=== Passage given ===
::::
In this week’s 6 Minute English: London now has the tallest building in the European Union. ‘The Shard’ stands at 310 metres tall, and is known for its unique shape like a shard of broken glass.
Rob and Callum discuss London’s newest skyscraper.
This week’s question:
According to the Guinness World Records, the first ever skyscraper was built in the USA. In which city was it built?
a) New York
Listen out for the answer at the end of the programme.
Rob: Hello, I’m Rob and this is 6 Minute English and I’m joined this week by Callum. Hello Callum.
Callum: Hello Rob.
Rob: Today we’re talking about tall buildings – very tall buildings in fact.
Callum: I suppose we could call them skyscrapers – because they’re so tall they almost touch the sky.
Rob: They do. Many countries compete with each other in trying to earn the title of having the tallest building in the world. And this month, London has opened its newest structure but unfortunately it’s not going to win the world record for being the highest.
Callum: No, but it is now the European Union’s tallest building standing at 310 metres tall.
Rob: That’s high enough for me. I haven’t really got a head for heights! Anyway if you don’t know what this new building is called we’ll tell you in a moment but not before I’ve set today’s question for Callum.
Callum: I suppose this is going to be about height?
::::
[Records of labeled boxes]
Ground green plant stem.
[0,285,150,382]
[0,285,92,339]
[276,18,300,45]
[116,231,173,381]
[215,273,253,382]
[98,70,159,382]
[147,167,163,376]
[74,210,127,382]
::::
=== Task requirements ===
(a) Rewrite the Shard lesson, starting at the words "Rob and Callum" and ending after "buildings in fact.", with "Neil" in place of "Callum".
(b) Carry the Shard lesson forward from the point where it stops.

=== Responses in order ===
(a)
Rob and Neil discuss London’s newest skyscraper.
This week’s question:
According to the Guinness World Records, the first ever skyscraper was built in the USA. In which city was it built?
a) New York
Listen out for the answer at the end of the programme.
Rob: Hello, I’m Rob and this is 6 Minute English and I’m joined this week by Neil. Hello Neil.
Neil: Hello Rob.
Rob: Today we’re talking about tall buildings – very tall buildings in fact.

(b)
Rob: Yes, that’s the long and short of it! According to the Guinness World Records, the first ever skyscraper was built in the USA, but in which city? Was it in:
a) New York
Callum: I don’t know this but I’m going to go for a: New York because there are many famous skyscrapers in New York. So I’m going to go a: New York.
Rob: Well, I’ll let you know the answer at the end of the programme. But let’s talk more about London’s newest building, which has just opened to the public, and is called The Shard.
Callum: The Shard. That’s because of its shape. The structure narrows as it gets higher and comes to a point at the top. From a distance, with the sun reflecting on it, it looks like a shard – or a sharp, broken piece of glass, which is what a shard means.
Rob: Yes, and the steel structure is covered in glass which means that if you are inside you get a fantastic view over London.
Callum: And if you don’t mind forking out lots of money you can go to the viewing platform on the 72nd floor for a birds-eye view of the city. That’s what these people did – what did they think of it?
The Shard visitors: I’m just a bit blown away to be honest. It’s what we needed really, isn’t it, against other capitals. I’ve been on the London Eye and look how much higher up we are.
Rob: Well, The Shard seems to have the wow factor for those people. In other words, they were very impressed. The first woman said she was ‘blown away’ or amazed by the experience.
Callum: Someone else mentioned it was much higher than the London Eye – that’s another famous landmark. And somebody else commented that it was what London needed – but why?
Rob: A good question. A new skyscraper can create good publicity for a city – it’s an image that is seen all around the world and it can show a city as being prosperous and modern.
Callum: Yes, Dubai in the United Arab Emirates is a good example of this. It boasts the world’s tallest building – the Burj Khalifa – standing at 828 metres tall. ‘Burj’, by the way, is Arabic for tower. Other countries such as China, Malaysia and the USA all boast towers much taller than The Shard.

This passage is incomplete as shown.